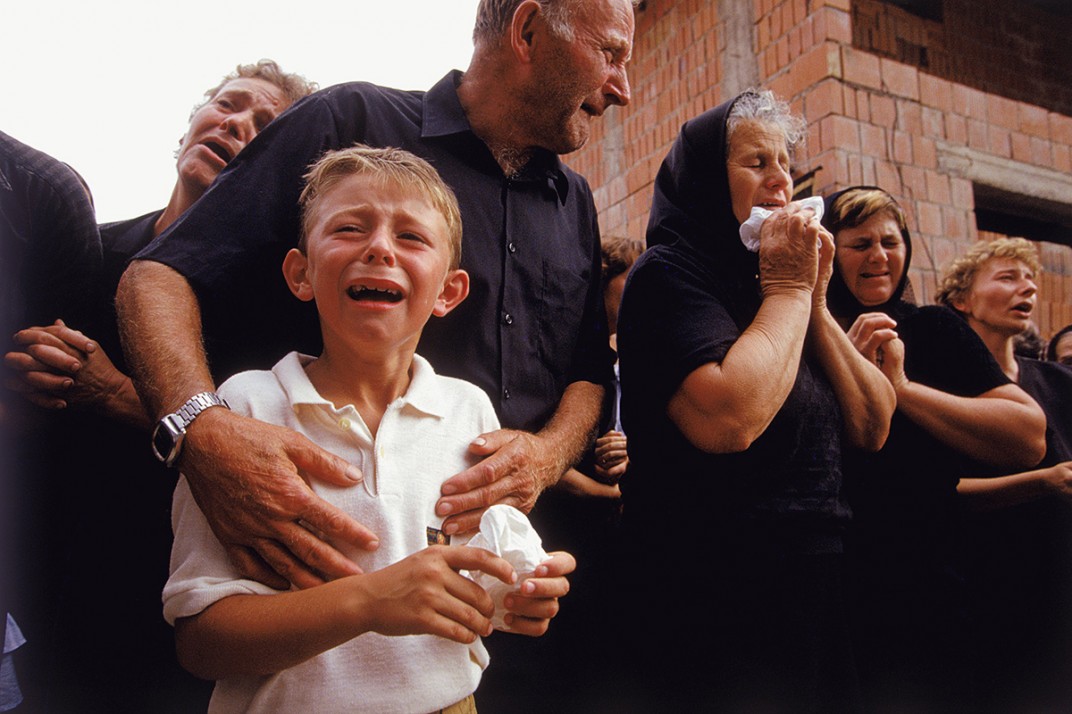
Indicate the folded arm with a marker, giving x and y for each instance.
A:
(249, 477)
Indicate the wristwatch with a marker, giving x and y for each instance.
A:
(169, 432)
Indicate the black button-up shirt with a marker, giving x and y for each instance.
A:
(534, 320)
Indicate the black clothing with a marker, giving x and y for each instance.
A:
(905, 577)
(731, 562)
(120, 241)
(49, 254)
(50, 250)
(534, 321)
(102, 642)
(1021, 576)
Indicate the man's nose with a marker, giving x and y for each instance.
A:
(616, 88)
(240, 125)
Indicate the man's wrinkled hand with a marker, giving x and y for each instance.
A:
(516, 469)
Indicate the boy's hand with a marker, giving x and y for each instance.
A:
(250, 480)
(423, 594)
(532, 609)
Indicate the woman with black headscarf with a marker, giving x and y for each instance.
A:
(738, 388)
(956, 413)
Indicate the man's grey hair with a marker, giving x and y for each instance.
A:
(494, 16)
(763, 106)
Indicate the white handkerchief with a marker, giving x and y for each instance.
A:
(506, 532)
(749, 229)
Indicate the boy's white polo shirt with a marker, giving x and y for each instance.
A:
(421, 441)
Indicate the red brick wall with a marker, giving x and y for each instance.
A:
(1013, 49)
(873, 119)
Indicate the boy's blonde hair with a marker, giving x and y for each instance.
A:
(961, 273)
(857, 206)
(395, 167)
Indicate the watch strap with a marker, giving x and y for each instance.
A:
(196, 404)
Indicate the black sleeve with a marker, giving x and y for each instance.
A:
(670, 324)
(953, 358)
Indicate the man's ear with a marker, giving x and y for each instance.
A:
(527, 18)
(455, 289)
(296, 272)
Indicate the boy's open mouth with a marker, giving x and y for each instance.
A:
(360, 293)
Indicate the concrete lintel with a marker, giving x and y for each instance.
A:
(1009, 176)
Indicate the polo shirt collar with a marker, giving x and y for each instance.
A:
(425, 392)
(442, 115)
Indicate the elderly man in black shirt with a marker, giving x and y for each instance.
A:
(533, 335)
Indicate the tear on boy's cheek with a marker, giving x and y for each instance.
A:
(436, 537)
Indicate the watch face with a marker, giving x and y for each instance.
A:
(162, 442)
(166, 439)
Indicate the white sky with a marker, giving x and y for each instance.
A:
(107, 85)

= = =

AIM OF THE TASK:
Whichever lines of the material hold the word "hair", find and copy them.

RESULT:
Indicate the man's grey hair with a marker, giving x and y for each instance.
Indicate the boy's blonde hair with a marker, giving x and y for each instance.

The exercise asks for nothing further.